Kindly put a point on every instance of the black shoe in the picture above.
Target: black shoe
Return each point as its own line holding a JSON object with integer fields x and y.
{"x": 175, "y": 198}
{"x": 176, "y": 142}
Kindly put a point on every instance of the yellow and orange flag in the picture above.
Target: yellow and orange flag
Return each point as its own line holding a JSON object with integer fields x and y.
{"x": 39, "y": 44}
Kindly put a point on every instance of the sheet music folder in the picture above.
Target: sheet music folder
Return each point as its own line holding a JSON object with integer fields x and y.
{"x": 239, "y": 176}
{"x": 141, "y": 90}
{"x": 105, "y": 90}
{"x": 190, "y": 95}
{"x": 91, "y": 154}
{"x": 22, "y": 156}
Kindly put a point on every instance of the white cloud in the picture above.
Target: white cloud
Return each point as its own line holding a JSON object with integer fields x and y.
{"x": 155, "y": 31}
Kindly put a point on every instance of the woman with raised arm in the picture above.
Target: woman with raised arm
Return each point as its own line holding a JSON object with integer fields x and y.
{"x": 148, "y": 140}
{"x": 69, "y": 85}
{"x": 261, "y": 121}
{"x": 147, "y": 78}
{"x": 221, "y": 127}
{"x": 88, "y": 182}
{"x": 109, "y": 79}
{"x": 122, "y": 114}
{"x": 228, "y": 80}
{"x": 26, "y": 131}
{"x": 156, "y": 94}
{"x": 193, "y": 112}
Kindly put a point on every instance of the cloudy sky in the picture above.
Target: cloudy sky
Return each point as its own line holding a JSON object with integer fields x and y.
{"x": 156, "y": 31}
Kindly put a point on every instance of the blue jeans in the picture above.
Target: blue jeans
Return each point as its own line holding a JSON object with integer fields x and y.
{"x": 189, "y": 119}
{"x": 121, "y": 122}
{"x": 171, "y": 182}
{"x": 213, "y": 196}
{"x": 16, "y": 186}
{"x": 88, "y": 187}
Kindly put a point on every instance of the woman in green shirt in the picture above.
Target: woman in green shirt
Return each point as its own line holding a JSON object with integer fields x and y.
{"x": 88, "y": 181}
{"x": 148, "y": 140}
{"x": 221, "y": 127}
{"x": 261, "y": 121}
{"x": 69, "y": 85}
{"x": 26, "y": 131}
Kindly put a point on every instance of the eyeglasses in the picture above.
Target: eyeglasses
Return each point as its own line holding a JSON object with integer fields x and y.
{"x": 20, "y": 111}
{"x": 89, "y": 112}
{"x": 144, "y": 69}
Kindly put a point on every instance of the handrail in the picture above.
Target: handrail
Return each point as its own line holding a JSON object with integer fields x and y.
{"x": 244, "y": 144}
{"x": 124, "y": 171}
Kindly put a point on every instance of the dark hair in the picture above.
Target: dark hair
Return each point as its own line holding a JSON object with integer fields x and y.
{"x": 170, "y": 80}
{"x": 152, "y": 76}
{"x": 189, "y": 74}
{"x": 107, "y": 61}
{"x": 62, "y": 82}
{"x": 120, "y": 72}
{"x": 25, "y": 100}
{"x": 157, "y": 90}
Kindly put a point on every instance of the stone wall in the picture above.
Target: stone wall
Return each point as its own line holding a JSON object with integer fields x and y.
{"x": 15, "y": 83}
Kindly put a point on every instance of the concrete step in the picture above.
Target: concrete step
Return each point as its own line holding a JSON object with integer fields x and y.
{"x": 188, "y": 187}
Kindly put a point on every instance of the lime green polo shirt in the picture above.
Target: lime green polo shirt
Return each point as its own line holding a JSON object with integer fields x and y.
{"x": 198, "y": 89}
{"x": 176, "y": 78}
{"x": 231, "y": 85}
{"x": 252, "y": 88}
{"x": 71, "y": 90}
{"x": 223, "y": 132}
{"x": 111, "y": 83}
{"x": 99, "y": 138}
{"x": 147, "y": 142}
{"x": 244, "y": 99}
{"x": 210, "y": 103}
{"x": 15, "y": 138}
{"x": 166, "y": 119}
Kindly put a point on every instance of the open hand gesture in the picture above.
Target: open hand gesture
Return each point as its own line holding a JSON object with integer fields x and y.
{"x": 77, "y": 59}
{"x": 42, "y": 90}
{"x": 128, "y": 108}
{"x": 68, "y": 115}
--- --- ---
Work task »
Please give an exact copy of the entries above, from the line with "Target: woman in green shirt" down to the line with "Target: dark hair", inclusive, and nothing else.

Answer section »
Target: woman in green shirt
Return each point as its own line holding a JSON object with integer fields x and y.
{"x": 88, "y": 181}
{"x": 148, "y": 140}
{"x": 221, "y": 127}
{"x": 261, "y": 121}
{"x": 69, "y": 85}
{"x": 26, "y": 131}
Kindly put a point on every instance of the eyeglasses in the picture above.
Target: eyeglasses
Return each point as its own line holding a JSON object with integer fields x and y.
{"x": 20, "y": 111}
{"x": 89, "y": 112}
{"x": 144, "y": 69}
Kindly put a point on every instance of the handrail in the picture above.
Target: handrail
Return each point as its own line holding a JSON object with integer fields x and y.
{"x": 244, "y": 144}
{"x": 124, "y": 171}
Kindly put a point on every instance of the dark hair in the picture above.
Target: dark hair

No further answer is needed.